_TASK DETAILS_
Render every line of the listing below as a Markdown table with the columns No. and Text. Number the rows in order and leave out blank lines.

-------- RECORDS TO PROCESS

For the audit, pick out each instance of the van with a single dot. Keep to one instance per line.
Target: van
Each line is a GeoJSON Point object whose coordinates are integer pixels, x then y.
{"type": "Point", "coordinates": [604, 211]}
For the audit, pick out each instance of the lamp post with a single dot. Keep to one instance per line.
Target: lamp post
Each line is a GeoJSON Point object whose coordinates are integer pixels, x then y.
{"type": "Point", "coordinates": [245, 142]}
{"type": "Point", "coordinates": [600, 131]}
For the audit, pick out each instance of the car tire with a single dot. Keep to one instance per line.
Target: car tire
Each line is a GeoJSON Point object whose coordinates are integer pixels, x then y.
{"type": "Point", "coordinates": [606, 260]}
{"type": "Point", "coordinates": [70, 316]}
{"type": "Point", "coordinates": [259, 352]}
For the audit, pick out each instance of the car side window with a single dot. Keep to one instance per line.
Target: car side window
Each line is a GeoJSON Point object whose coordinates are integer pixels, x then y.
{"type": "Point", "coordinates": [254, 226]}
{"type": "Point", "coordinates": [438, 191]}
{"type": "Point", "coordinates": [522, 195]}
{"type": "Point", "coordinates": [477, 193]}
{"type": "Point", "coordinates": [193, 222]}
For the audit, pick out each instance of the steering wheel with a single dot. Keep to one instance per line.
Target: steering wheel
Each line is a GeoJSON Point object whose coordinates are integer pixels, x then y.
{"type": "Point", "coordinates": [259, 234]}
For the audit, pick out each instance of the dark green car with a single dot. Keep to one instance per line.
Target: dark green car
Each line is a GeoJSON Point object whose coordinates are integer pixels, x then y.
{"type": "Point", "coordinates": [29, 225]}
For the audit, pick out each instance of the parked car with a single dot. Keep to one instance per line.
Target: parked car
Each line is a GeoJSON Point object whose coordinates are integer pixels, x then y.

----------------

_TASK SOLUTION_
| No. | Text |
|---|---|
| 1 | For the audit, pick out each instance of the van with a single dot. Keep to one instance per line. |
| 2 | Target: van |
| 3 | Each line is a GeoJSON Point object whose coordinates are integer pixels, x then y. |
| 4 | {"type": "Point", "coordinates": [604, 211]} |
| 5 | For the audit, pick out each instance of the lamp post with a single dot. Keep to one instance per line. |
| 6 | Target: lamp post |
| 7 | Each line is a GeoJSON Point object whose coordinates are integer pixels, x then y. |
| 8 | {"type": "Point", "coordinates": [245, 142]} |
| 9 | {"type": "Point", "coordinates": [600, 131]} |
| 10 | For the audit, pick out each instance of the car tire with a single dot. Keep to one instance per line. |
| 11 | Target: car tire |
| 12 | Each line is a GeoJSON Point object whose coordinates are integer pixels, x then y. |
| 13 | {"type": "Point", "coordinates": [606, 260]} |
| 14 | {"type": "Point", "coordinates": [70, 316]} |
| 15 | {"type": "Point", "coordinates": [259, 352]} |
| 16 | For the audit, pick out each instance of the car side window with a single dot. Keep to one instance per line. |
| 17 | Target: car side window |
| 18 | Each line is a GeoJSON Point object whose coordinates are integer pixels, x then y. |
| 19 | {"type": "Point", "coordinates": [254, 226]} |
| 20 | {"type": "Point", "coordinates": [438, 191]} |
| 21 | {"type": "Point", "coordinates": [522, 195]} |
| 22 | {"type": "Point", "coordinates": [477, 193]} |
| 23 | {"type": "Point", "coordinates": [193, 222]} |
| 24 | For the audit, pick out each instance of the steering wheel with a single dot. Keep to one instance per line. |
| 25 | Target: steering wheel |
| 26 | Each line is a GeoJSON Point object whose coordinates are integer pixels, x then y. |
| 27 | {"type": "Point", "coordinates": [259, 234]} |
| 28 | For the audit, pick out each instance of the dark green car with a single dot. Keep to one instance per line. |
| 29 | Target: dark green car |
| 30 | Each line is a GeoJSON Point object whose coordinates are integer pixels, x then y. |
| 31 | {"type": "Point", "coordinates": [29, 225]} |
| 32 | For the audit, pick out each instance of the parked car with a single dot. Keep to one instance per line. |
| 33 | Target: parked car |
| 34 | Each line is a GeoJSON Point object whose coordinates are integer pixels, x then y. |